- **RECORDS**:
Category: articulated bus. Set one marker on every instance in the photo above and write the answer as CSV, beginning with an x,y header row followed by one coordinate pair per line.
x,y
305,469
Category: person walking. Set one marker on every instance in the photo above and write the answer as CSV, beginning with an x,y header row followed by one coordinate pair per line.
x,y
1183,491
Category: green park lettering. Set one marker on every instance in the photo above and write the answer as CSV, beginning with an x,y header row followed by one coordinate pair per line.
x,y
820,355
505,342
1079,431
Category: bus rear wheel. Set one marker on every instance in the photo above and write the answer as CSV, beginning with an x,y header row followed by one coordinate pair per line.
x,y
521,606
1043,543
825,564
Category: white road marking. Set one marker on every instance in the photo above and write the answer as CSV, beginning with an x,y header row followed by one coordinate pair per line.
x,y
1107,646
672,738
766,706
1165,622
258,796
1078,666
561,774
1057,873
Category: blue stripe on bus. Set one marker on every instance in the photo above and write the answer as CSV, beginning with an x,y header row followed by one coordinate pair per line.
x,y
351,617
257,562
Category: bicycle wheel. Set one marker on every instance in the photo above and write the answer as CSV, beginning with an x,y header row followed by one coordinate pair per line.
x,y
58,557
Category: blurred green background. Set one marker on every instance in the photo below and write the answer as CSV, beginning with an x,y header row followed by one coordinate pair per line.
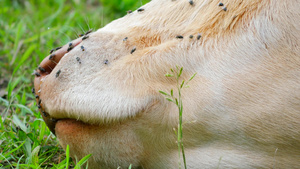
x,y
29,29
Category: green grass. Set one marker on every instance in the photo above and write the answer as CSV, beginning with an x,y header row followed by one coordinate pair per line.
x,y
177,100
29,29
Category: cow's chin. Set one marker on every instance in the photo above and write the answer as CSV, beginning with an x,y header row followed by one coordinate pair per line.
x,y
101,142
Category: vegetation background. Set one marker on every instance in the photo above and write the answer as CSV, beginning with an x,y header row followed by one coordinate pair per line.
x,y
29,29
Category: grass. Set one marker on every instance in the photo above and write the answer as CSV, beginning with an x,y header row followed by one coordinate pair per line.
x,y
29,29
178,101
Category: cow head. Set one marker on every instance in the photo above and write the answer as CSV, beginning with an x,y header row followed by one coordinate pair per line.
x,y
99,93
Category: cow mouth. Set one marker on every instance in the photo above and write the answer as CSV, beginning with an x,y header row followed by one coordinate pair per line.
x,y
44,69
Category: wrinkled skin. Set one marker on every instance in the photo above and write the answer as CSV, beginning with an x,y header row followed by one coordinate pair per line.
x,y
242,109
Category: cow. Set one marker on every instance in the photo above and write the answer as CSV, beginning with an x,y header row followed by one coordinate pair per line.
x,y
99,94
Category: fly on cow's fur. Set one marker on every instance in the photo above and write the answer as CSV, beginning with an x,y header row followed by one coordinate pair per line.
x,y
78,60
239,84
57,73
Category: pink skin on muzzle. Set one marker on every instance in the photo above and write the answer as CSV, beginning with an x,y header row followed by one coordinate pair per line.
x,y
44,69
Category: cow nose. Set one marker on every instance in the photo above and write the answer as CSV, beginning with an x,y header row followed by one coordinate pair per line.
x,y
45,68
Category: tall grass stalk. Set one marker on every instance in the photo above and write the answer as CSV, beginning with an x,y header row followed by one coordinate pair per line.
x,y
178,101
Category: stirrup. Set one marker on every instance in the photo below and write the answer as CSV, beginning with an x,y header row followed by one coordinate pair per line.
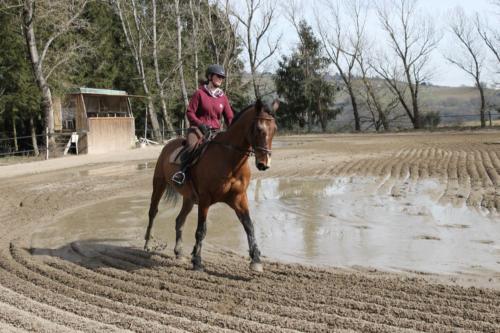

- **SHORT PROBLEM**:
Reproduce in full every line from the one containing "Category: tall grass" through the end of the records, omitting the pictures. Multiply each coordinate value in the answers by 2.25 and round it to a whole number, with halves rounded up.

- **RESPONSE TO THE EXERCISE**:
Category: tall grass stalk. Set one marker on every instance in the photo above and write the answer as CSV, beginning with an x,y header row followed by one coordinate pair per line.
x,y
401,227
Category: stirrup. Set one marker on every instance in the photo below and write the answer as CSV, beginning with an x,y header row followed by one coordinate pair per line.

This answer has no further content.